Now, where does predatory lending enter the picture? Why did Torry mention it? In the real estate meltdown beginning in 2007 the equity loss has been equated to be around 7 trillion dollars.
Unlike other stock and tech bubbles - this one hit right on the Main Street of almost city and town in the country. The largest portion of the wealth amassed by the lower and middle classes was concentrated in their home equity, much of which evaporated overnight and which left many homeowners upside down and under water in negative equity. This is a pretty good summary of the consequences of the housing bubble.Housing and the Great Recession although it does not address solutions.
But I'm talking about the blame game here anyway. The banking and mortgage industries made conscious choices to put people in unviable mortgages. They really didn't care about the quality of the mortgages being generated because their whole gameplan was off-loading the mortgages anyway into securities, so they literally had no interest in whether the mortgage was sustainable in the long-term. Again, this was systemic corruption, or "control corruption" as William Black defines it. It's not that individual mortgages were predatory, although many were, it was that the ENTIRE F-ing INDUSTRY was predatory. We are still suffering the consequences.
This is why Elizabeth Warren becomes important. She is the only politician on a national level who acknowledges that we were screwed and that we have a right to be angry and that she is angry on our behalf as well and that she, unlike others, would actually try to do something to prevent it in the future. All our other leaders tell us that nothing bad or illegal happened when we know differently. They make excuses. They stand between the pitchforks and the miscreants by their own admission. If nothing illegal happened, why are all these civil fines being assessed and paid by the industry?
We and our economy suffered not because of oversight and regulation but due to the LACK of it. Now, which Democrat do you think will be able to make that argument? And who will instead agree and fall into the Republican framing because they lack the guts or the will to argue for the oversight and yes, prosecution necessary to restore us to a nation of Laws and not just some Social Darwinist enclave where the 1% prey on the rest of us?

━━━━━━━━

> **Required tasks**:
**a)** List every person named in the passage on predatory lending.
**b)** Continue the passage on predatory lending from where it stops, in the same voice.
The listing after this passage is separate material and has no connection to it.

━━━━━━━━

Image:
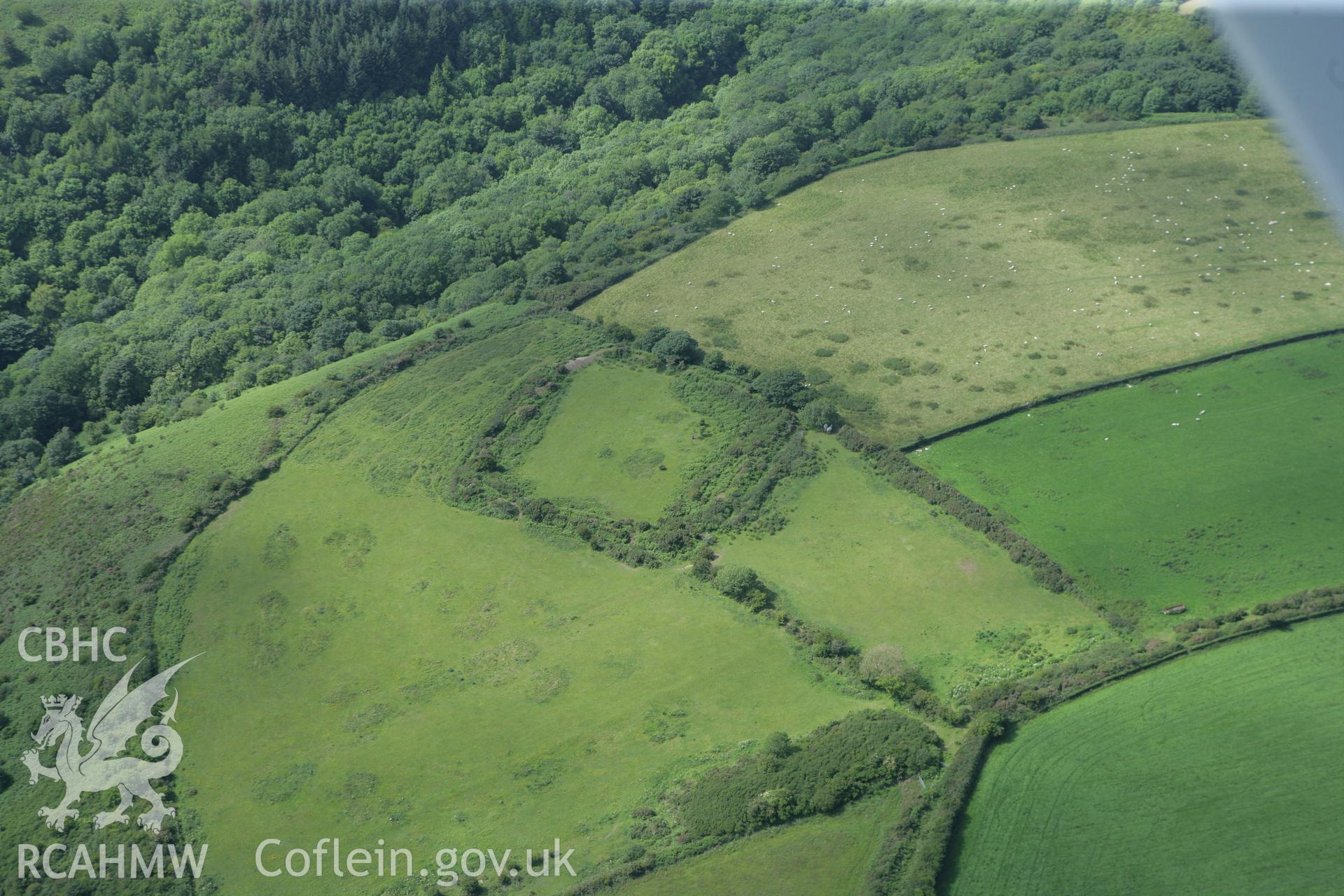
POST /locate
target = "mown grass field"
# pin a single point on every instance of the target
(820, 855)
(1218, 773)
(620, 438)
(940, 288)
(435, 678)
(872, 561)
(1215, 486)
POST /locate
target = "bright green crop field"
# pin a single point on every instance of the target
(619, 438)
(940, 288)
(873, 562)
(1221, 773)
(1215, 486)
(822, 855)
(436, 678)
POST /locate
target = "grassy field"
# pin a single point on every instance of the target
(1215, 486)
(84, 547)
(873, 562)
(619, 438)
(39, 15)
(823, 855)
(414, 429)
(940, 288)
(435, 678)
(1214, 774)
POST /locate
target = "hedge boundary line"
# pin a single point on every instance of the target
(914, 858)
(1114, 383)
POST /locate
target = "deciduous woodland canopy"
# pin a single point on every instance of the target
(214, 195)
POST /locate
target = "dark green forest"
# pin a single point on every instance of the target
(216, 195)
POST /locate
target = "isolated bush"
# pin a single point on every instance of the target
(784, 387)
(819, 414)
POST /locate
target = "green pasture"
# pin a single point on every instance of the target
(1212, 774)
(879, 566)
(619, 438)
(940, 288)
(1215, 486)
(435, 678)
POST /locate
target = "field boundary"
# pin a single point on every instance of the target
(1113, 383)
(886, 155)
(936, 841)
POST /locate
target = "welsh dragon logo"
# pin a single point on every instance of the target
(104, 766)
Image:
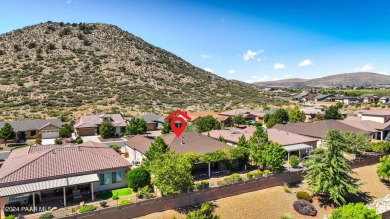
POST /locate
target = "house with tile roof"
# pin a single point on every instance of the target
(188, 142)
(154, 121)
(293, 143)
(89, 124)
(57, 172)
(28, 129)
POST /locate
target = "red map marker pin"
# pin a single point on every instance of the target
(178, 116)
(175, 129)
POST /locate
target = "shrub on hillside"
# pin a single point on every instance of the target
(304, 207)
(304, 195)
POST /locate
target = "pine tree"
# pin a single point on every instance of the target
(328, 171)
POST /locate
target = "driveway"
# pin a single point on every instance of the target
(48, 141)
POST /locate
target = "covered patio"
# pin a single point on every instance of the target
(301, 149)
(49, 189)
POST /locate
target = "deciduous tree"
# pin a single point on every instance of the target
(328, 171)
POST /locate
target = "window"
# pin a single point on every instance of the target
(116, 177)
(104, 178)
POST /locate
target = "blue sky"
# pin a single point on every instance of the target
(244, 40)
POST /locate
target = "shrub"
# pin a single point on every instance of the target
(138, 178)
(257, 174)
(144, 192)
(304, 207)
(58, 141)
(303, 195)
(202, 185)
(123, 202)
(287, 216)
(286, 187)
(47, 215)
(87, 208)
(79, 140)
(355, 211)
(294, 161)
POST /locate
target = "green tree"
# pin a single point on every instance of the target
(238, 119)
(204, 212)
(7, 132)
(136, 126)
(333, 112)
(272, 156)
(106, 129)
(66, 130)
(328, 171)
(156, 150)
(242, 142)
(138, 178)
(296, 115)
(172, 173)
(356, 142)
(221, 139)
(354, 211)
(166, 127)
(206, 124)
(383, 170)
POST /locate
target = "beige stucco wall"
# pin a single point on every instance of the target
(374, 118)
(97, 187)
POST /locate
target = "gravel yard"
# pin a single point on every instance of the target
(273, 202)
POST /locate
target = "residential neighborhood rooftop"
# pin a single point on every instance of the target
(33, 124)
(34, 163)
(92, 121)
(317, 129)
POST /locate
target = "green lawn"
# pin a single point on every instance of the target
(119, 192)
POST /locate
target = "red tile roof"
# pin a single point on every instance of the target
(53, 161)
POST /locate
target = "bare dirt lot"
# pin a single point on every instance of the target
(273, 202)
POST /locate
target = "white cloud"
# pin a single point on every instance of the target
(279, 66)
(208, 69)
(251, 54)
(305, 63)
(366, 67)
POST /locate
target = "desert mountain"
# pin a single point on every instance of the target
(350, 79)
(71, 65)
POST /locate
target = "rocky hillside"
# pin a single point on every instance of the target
(351, 79)
(57, 65)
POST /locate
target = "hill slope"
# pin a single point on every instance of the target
(351, 79)
(70, 65)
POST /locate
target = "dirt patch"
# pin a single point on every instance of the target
(274, 202)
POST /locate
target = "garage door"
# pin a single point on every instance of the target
(50, 134)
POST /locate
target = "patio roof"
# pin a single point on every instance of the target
(48, 184)
(297, 147)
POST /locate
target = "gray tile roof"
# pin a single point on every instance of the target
(34, 124)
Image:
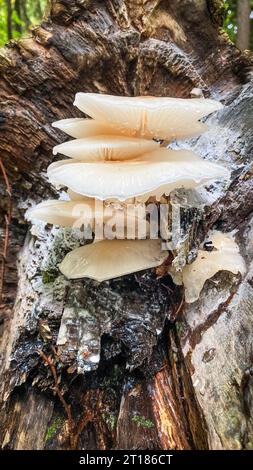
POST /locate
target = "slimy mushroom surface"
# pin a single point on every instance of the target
(104, 147)
(225, 256)
(117, 164)
(80, 128)
(123, 180)
(89, 212)
(112, 258)
(151, 117)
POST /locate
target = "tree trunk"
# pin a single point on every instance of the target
(18, 26)
(243, 24)
(124, 364)
(9, 19)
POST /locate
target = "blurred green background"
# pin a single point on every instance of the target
(18, 16)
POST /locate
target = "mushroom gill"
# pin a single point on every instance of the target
(104, 147)
(224, 256)
(125, 179)
(112, 258)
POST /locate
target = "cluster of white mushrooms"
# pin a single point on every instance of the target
(116, 158)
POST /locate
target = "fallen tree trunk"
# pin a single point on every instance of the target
(123, 364)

━━━━━━━━

> **Responses by task**:
**a)** Torry, William Black, Elizabeth Warren

**b)**
Last point of what should be the Democrats answer to wealth inequality - taxation of the wealthiest at rates that make sense and have worked in the past. Again, do the Democrats have the guts and the will to make what should be an easy argument or will they immediately cede the entire playing field to the anti-tax Republicans? Who do they represent really? The working and middle classes they are trying so hard to market themselves to without alienating their wealthy donors?
In fact, in the course of writing this diary, I have come to wonder at one of Torry's premises - he has outlined what should be the Democrats explanation of wealth inequality, but what evidence do we have that it will actually play a part in any Democratic campaigns of the future?
Finally, Torry defined both Republicans and Democrats as having the same primary answer to the answer to wealth inequality being based on providing more education and training. While I agree that improved access to education at all levels, from early childhood through to university and vocational training is a good thing for society in general, I don't see it as the panacea that many do to solving our issues of unemployment and underemployment. Just ask all the highly trained unemployed people out there if more training will help them to obtain non-existant jobs.